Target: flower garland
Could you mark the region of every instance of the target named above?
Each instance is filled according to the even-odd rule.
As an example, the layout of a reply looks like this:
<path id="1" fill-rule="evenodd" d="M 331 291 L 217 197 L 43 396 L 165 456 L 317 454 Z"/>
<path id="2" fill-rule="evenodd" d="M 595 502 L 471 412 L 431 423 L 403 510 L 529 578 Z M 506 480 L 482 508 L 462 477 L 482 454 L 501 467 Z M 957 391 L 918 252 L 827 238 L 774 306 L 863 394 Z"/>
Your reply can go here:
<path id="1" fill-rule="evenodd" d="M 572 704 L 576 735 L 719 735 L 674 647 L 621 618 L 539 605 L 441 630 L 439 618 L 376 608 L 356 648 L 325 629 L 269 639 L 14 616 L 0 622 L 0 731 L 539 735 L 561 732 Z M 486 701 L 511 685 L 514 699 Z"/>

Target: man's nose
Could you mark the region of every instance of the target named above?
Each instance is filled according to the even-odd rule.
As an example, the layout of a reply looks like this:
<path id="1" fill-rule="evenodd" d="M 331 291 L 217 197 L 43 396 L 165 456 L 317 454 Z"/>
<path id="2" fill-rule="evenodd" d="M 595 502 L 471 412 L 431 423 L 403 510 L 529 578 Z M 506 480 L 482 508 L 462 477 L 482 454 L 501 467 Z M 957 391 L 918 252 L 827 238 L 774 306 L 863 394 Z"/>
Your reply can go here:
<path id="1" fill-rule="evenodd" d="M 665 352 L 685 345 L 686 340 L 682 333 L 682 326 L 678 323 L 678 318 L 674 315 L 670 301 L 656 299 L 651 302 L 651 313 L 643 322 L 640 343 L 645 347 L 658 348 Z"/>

--

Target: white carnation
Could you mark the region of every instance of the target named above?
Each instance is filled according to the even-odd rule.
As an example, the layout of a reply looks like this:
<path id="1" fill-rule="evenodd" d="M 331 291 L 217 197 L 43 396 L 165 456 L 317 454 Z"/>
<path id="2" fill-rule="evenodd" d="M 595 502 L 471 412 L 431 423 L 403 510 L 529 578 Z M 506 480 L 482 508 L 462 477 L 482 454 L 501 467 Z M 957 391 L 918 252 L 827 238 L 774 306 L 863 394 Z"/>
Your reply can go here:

* * *

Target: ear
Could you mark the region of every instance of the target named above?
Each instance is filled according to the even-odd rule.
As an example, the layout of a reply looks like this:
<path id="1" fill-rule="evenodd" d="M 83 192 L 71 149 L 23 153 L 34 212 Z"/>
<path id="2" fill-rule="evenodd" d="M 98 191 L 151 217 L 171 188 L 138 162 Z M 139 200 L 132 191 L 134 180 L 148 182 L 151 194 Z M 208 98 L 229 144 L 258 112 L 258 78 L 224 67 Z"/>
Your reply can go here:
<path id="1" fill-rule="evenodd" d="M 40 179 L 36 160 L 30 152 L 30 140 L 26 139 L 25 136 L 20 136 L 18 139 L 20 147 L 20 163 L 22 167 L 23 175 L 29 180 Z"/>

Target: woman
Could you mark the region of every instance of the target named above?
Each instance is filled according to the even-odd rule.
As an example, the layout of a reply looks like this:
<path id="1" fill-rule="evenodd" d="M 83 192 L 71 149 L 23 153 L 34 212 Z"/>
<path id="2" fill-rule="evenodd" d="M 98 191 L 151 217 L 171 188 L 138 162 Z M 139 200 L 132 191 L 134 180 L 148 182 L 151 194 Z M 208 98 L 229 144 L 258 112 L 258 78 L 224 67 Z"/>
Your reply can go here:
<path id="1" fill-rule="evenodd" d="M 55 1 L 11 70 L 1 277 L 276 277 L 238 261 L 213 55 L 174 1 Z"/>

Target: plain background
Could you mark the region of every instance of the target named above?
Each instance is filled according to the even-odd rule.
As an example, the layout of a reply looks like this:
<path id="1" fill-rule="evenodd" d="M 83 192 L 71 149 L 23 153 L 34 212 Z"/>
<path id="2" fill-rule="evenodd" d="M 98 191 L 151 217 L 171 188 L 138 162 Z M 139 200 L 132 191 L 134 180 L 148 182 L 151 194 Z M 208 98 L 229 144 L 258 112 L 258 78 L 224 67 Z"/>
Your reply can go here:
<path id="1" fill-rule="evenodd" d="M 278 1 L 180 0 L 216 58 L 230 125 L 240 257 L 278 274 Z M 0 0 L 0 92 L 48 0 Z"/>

__YOUR TASK__: Put the lines from the one containing "Target: flower garland" through the one containing "572 704 L 576" into a JSON list of strings, with one string per line and blank lines left out.

__RESULT OF THIS TASK__:
[
  "Target: flower garland",
  "Could you mark the region of every instance of the target named above?",
  "Each instance is filled according to the even-odd rule.",
  "As an example, the layout of a reply looks like this:",
  "<path id=\"1\" fill-rule=\"evenodd\" d=\"M 331 291 L 217 197 L 43 396 L 165 456 L 317 454 Z\"/>",
  "<path id=\"2\" fill-rule=\"evenodd\" d=\"M 595 502 L 471 412 L 431 423 L 403 510 L 529 578 Z M 506 480 L 482 508 L 462 477 L 482 454 L 501 467 Z M 957 391 L 918 252 L 827 238 L 774 306 L 863 394 Z\"/>",
  "Your reply can go here:",
  "<path id=\"1\" fill-rule=\"evenodd\" d=\"M 572 704 L 576 735 L 719 735 L 674 647 L 621 618 L 539 605 L 441 630 L 439 618 L 376 608 L 356 648 L 325 629 L 269 639 L 14 616 L 0 622 L 0 731 L 539 735 L 561 732 Z M 486 701 L 511 685 L 514 699 Z\"/>"
]